Required tasks:
1: Answer these questions from the Gothika review:
(a) Who directed the film?
(b) What is Miranda Grey's job, and where does she work?
(c) Into whose care is Miranda committed after she is charged with murder?
2: From the Gothika review, write out the passage starting with "As we might" and going on through "it should go.", without changing a word.

Starring: Halle Berry, Robert Downey Jnr, Penelope Cruz
Director: Mathieu Kassovitz
Rated: MA15+
DR Miranda Grey (Halle Berry) is a forensic psychiatrist working at the Woodward Penitentiary.
One stormy, thundering night on her way home from work, she has to veer off the road to avoid running over an adolescent girl. She crashes her car and blacks out.
When she wakes up Grey discovers she is at Woodward, not as a member of staff, but as a patient.
Charged with the murder of the girl, Miranda is committed to the care of her former colleague Dr Pete Graham (Robert Downey Jr) and lives with her former patients, including Chloe Sava (Penelope Cruz). She has to make a jail break to prove she is innocent of the crime.
As we might expect of a film entitled Gothika, this film is a Gothic melodrama. Or at least it pretends to be. In fact it’s a mess.
If Gothika didn’t have Halle Berry as its star, it would sink without trace. Even with her in it, to the cinematic graveyard it should go.

Material provided:
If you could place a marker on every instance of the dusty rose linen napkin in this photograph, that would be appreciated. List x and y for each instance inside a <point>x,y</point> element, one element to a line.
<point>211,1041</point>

Solutions for each task:
1:
(a) Mathieu Kassovitz
(b) She is a forensic psychiatrist at the Woodward Penitentiary.
(c) Her former colleague, Dr Pete Graham

2:
As we might expect of a film entitled Gothika, this film is a Gothic melodrama. Or at least it pretends to be. In fact it’s a mess.
If Gothika didn’t have Halle Berry as its star, it would sink without trace. Even with her in it, to the cinematic graveyard it should go.